_GIVEN REQUEST A_.
Report every row in the two blocks below that contains the string "skin", treating case as significant.

_EXCERPT_.
One fun part of the trip was hiking up canyons to picturesque water falls. But we didn’t just look and take pictures! God provides showers for tired professor/students! Some of the funnest things were climbing to the top of water falls and jumping into the pools below. But running the rapids of the Little Colorado with nothing but a life jacket wrapped around my hips was incredible – and a bit nerve wracking as I bounced off huge boulders and got sucked under water longer than I was ready for! (Brian has a picture of our human chain here. I was in the 24 member world record chain!).

_DATA FOR THE TASK_.
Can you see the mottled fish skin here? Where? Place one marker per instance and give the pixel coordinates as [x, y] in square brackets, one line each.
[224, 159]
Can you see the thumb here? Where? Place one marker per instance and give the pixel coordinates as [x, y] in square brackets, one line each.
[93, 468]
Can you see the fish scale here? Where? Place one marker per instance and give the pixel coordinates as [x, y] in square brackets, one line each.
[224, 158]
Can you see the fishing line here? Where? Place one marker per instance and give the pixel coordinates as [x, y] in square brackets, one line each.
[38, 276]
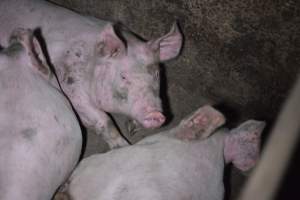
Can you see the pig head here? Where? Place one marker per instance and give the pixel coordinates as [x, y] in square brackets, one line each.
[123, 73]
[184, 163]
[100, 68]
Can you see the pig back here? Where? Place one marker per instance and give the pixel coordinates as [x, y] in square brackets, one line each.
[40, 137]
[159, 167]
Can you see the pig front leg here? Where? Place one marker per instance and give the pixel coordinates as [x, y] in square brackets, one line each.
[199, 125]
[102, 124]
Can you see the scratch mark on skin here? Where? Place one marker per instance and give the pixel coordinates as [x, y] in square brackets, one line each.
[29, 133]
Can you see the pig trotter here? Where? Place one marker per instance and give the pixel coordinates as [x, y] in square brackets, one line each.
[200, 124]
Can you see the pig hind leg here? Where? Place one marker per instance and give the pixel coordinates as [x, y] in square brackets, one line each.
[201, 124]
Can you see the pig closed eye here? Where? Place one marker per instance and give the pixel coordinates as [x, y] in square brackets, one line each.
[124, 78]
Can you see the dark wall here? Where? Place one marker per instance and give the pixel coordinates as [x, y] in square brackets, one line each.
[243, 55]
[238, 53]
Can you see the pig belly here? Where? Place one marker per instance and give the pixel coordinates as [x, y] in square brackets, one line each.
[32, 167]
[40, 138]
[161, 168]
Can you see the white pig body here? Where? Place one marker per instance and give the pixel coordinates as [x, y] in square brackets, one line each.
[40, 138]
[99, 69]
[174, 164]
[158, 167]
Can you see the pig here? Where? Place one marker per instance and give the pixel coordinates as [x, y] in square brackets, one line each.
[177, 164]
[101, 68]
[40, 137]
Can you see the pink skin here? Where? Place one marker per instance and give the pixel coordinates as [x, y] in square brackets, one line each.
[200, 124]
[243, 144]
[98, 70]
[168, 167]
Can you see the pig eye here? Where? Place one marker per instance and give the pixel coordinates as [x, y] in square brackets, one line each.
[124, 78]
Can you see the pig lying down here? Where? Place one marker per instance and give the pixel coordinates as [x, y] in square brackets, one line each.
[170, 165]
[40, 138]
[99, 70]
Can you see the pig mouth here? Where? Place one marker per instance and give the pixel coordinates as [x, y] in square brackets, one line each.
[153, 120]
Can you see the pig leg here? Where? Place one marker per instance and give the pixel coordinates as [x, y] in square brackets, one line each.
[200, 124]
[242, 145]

==

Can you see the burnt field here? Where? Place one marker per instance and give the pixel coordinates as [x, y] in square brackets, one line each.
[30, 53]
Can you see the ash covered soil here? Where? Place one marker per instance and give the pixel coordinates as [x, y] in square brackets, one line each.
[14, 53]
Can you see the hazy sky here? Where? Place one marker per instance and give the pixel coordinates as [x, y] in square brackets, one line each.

_GIVEN REQUEST B_.
Translate into Spanish the sentence "One fun part of the trip was hiking up canyons to picturesque water falls." from the canyon trip passage.

_WORKED ANSWER A_.
Can you see the mottled fish skin here? Where? Place one marker per instance and give the pixel coordinates as [x, y] in square brackets, one line each.
Can you see the scratch mark on skin here? Where? Place one marker per instance and give the pixel coordinates as [x, y] in square brackets, one line each.
Can you see the pink skin here? Where? Place one marker per instance and give the pixel coordinates as [x, y] in square brackets, one line each.

_WORKED ANSWER B_.
Una parte divertida del viaje fue subir a pie por cañones hasta pintorescas cascadas.